PROVIDED ENTRIES Block Start

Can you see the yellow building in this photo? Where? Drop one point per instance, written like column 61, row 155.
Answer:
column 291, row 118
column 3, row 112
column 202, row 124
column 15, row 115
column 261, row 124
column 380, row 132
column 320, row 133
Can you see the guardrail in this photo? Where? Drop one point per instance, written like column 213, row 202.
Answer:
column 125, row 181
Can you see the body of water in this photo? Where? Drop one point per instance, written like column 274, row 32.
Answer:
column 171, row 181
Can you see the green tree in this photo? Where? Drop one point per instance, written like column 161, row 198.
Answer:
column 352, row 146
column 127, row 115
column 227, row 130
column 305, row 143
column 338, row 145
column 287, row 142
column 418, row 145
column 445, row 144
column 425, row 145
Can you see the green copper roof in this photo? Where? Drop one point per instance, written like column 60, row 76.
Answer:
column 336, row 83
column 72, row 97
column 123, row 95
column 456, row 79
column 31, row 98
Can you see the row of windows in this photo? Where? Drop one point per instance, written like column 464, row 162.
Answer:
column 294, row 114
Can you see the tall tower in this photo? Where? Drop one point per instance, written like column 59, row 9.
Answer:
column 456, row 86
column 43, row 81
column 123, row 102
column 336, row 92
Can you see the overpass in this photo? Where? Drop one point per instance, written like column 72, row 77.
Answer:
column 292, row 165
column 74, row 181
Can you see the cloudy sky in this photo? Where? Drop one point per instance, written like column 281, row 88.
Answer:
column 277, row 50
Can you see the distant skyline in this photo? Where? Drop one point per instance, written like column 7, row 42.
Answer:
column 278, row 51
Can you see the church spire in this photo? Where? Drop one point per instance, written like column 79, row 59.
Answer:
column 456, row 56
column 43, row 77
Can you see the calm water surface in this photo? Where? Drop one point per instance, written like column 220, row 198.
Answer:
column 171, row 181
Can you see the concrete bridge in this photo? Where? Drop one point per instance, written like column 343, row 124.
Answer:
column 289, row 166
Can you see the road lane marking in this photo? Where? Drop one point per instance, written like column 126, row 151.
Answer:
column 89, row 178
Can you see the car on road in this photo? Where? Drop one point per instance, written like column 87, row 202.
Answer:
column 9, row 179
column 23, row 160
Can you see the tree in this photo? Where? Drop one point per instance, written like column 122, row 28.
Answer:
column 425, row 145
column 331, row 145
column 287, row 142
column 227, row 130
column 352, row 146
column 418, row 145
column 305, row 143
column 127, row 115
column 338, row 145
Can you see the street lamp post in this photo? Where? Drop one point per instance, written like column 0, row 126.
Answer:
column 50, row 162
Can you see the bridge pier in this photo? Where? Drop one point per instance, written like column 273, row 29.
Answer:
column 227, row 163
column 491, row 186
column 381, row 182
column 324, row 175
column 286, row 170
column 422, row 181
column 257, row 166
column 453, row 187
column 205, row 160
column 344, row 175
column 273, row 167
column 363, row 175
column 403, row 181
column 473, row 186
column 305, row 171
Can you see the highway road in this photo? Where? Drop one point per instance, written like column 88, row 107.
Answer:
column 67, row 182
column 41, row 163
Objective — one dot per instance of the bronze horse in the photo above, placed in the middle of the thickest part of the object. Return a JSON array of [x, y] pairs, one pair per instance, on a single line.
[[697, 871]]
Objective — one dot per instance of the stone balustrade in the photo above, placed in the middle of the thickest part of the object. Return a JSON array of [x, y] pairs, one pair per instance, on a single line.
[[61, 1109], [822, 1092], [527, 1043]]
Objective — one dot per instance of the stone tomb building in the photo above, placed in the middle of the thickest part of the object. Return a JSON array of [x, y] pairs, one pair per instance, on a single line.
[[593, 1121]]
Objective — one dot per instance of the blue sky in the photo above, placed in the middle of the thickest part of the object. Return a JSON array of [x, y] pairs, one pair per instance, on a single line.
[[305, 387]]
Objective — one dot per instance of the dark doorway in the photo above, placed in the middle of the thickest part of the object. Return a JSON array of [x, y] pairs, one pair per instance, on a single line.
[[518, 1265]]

PROVIDED ENTRIES Block End

### ASSIGNED TASK
For the word "water", go through the records and show each line that carries it.

### TASK ANSWER
Can you see the body of water in this photo? Where? Drop one point per instance, written like column 274, row 32.
Can you see the calm water surface in this photo? Where? Drop one point per instance, written like column 220, row 198.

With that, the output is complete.